MATERIAL SUPPLIED:
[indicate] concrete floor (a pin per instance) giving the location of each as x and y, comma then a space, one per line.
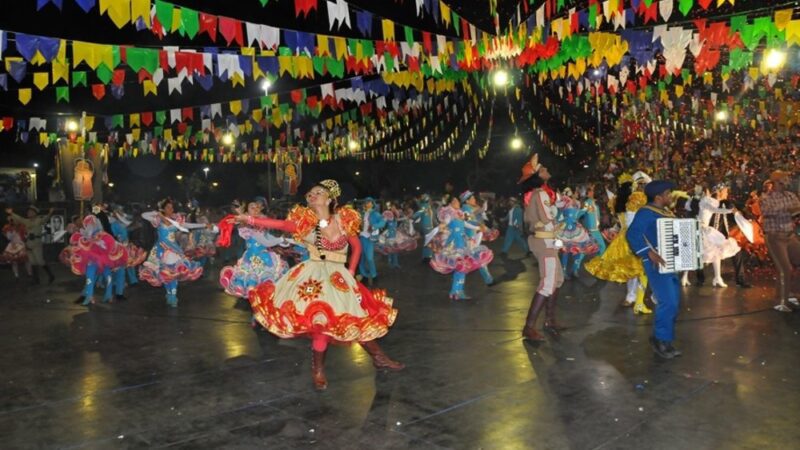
140, 375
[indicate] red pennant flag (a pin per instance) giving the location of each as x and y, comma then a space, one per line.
231, 30
208, 25
147, 118
99, 91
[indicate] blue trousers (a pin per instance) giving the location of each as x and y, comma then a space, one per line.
92, 276
366, 265
457, 287
601, 242
667, 291
514, 235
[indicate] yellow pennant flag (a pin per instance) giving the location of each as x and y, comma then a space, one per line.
25, 95
41, 80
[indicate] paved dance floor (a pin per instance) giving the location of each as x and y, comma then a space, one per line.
138, 374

EXERCISE:
Can you recast the items above as a two-column CSV with the headers "text" and "points", one row per item? Put each item's text and its answer in a single quoted field each, replace line breaks with spaces, and leave the pictures out.

WRITTEN ANSWER:
text,points
"[indicate] concrete floor (a pin per instance) giving the location of each as x and y, comma then a space, one per line.","140, 375"
"[indicate] red pennant flag (a pin per instance) giving the location of each as x and y, comma then a space, one per line.","231, 30 208, 25 147, 118 99, 91"
"[indicate] blue trousers (a pin per instance) giving the location of each as x and y, comma then a space, one per line.","92, 276 366, 265 457, 287 601, 242 667, 291 514, 235"
"[indicate] yellow pennant flag (a pin per instance) giving the location of each as x and y, comma then a space, one per line.","25, 95 41, 80"
"[indicate] paved dance floor (a pin per instance) giving the location of each as x and y, comma then a space, one per line.","138, 374"